DATA TO PROCESS:
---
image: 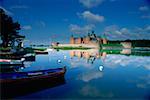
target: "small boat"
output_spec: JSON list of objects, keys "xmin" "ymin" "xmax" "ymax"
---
[
  {"xmin": 0, "ymin": 59, "xmax": 24, "ymax": 66},
  {"xmin": 0, "ymin": 67, "xmax": 66, "ymax": 83},
  {"xmin": 35, "ymin": 50, "xmax": 48, "ymax": 54}
]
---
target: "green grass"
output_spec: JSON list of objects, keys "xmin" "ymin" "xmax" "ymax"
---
[
  {"xmin": 53, "ymin": 47, "xmax": 90, "ymax": 50},
  {"xmin": 102, "ymin": 44, "xmax": 122, "ymax": 47}
]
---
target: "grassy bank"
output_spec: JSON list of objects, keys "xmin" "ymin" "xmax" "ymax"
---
[{"xmin": 102, "ymin": 44, "xmax": 123, "ymax": 47}]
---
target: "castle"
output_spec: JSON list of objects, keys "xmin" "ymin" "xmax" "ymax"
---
[{"xmin": 70, "ymin": 31, "xmax": 107, "ymax": 44}]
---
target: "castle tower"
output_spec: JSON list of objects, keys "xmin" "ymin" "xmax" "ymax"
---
[{"xmin": 70, "ymin": 35, "xmax": 75, "ymax": 44}]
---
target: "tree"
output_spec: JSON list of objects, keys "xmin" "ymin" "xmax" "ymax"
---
[{"xmin": 0, "ymin": 8, "xmax": 24, "ymax": 47}]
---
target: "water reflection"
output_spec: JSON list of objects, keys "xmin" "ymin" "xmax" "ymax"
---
[{"xmin": 0, "ymin": 49, "xmax": 150, "ymax": 99}]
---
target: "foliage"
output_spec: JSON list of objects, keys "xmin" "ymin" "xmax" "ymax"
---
[{"xmin": 0, "ymin": 8, "xmax": 24, "ymax": 47}]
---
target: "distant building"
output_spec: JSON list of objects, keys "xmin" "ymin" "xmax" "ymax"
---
[{"xmin": 70, "ymin": 32, "xmax": 107, "ymax": 44}]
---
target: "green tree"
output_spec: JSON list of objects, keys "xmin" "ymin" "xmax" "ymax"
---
[{"xmin": 0, "ymin": 8, "xmax": 21, "ymax": 47}]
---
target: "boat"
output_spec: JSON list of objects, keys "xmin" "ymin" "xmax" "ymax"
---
[
  {"xmin": 0, "ymin": 67, "xmax": 66, "ymax": 84},
  {"xmin": 0, "ymin": 59, "xmax": 25, "ymax": 66},
  {"xmin": 0, "ymin": 67, "xmax": 66, "ymax": 100},
  {"xmin": 35, "ymin": 50, "xmax": 48, "ymax": 54}
]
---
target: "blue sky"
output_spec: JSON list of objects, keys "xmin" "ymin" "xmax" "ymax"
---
[{"xmin": 0, "ymin": 0, "xmax": 150, "ymax": 44}]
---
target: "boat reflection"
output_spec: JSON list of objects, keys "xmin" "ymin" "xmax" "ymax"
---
[
  {"xmin": 70, "ymin": 49, "xmax": 150, "ymax": 64},
  {"xmin": 1, "ymin": 76, "xmax": 66, "ymax": 99}
]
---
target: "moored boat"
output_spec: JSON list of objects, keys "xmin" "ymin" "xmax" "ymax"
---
[
  {"xmin": 0, "ymin": 67, "xmax": 66, "ymax": 83},
  {"xmin": 35, "ymin": 50, "xmax": 48, "ymax": 54},
  {"xmin": 0, "ymin": 59, "xmax": 24, "ymax": 66}
]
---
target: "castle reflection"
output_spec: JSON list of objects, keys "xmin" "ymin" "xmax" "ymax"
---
[{"xmin": 70, "ymin": 49, "xmax": 150, "ymax": 64}]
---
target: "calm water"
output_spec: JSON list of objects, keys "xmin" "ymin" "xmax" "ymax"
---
[{"xmin": 9, "ymin": 50, "xmax": 150, "ymax": 99}]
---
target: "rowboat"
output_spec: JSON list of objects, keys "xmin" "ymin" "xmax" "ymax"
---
[
  {"xmin": 0, "ymin": 67, "xmax": 66, "ymax": 99},
  {"xmin": 0, "ymin": 67, "xmax": 66, "ymax": 83},
  {"xmin": 0, "ymin": 59, "xmax": 25, "ymax": 66},
  {"xmin": 34, "ymin": 50, "xmax": 48, "ymax": 54}
]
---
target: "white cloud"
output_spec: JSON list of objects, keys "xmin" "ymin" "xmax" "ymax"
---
[
  {"xmin": 22, "ymin": 25, "xmax": 32, "ymax": 30},
  {"xmin": 79, "ymin": 71, "xmax": 103, "ymax": 82},
  {"xmin": 79, "ymin": 0, "xmax": 104, "ymax": 8},
  {"xmin": 80, "ymin": 11, "xmax": 104, "ymax": 23},
  {"xmin": 139, "ymin": 6, "xmax": 149, "ymax": 11},
  {"xmin": 0, "ymin": 6, "xmax": 13, "ymax": 15},
  {"xmin": 36, "ymin": 20, "xmax": 46, "ymax": 28},
  {"xmin": 69, "ymin": 24, "xmax": 95, "ymax": 34},
  {"xmin": 80, "ymin": 85, "xmax": 114, "ymax": 98},
  {"xmin": 103, "ymin": 25, "xmax": 150, "ymax": 40}
]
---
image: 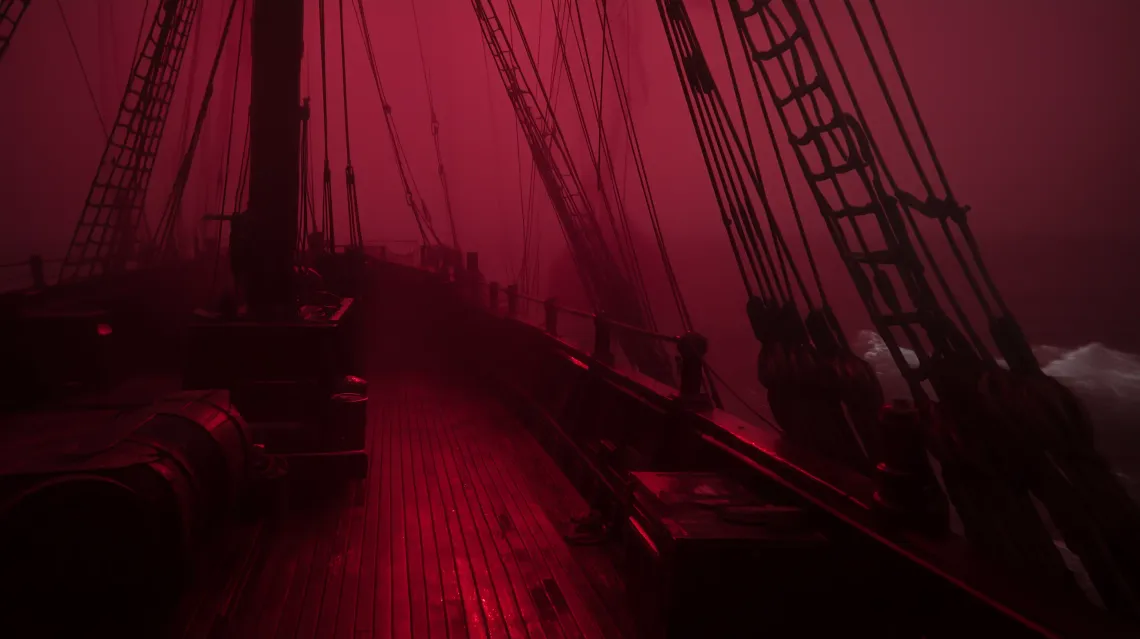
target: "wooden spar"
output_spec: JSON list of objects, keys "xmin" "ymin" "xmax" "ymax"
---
[{"xmin": 242, "ymin": 0, "xmax": 304, "ymax": 319}]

WHAT THIS TASK INVOLVES:
Pull out every line of the data above that contains the word "reflection", copying each line in full. Case counts, so only lines that match it letter for letter qualify.

TASK OUTPUT:
target: "water reflection"
target: "boat reflection"
target: "castle reflection"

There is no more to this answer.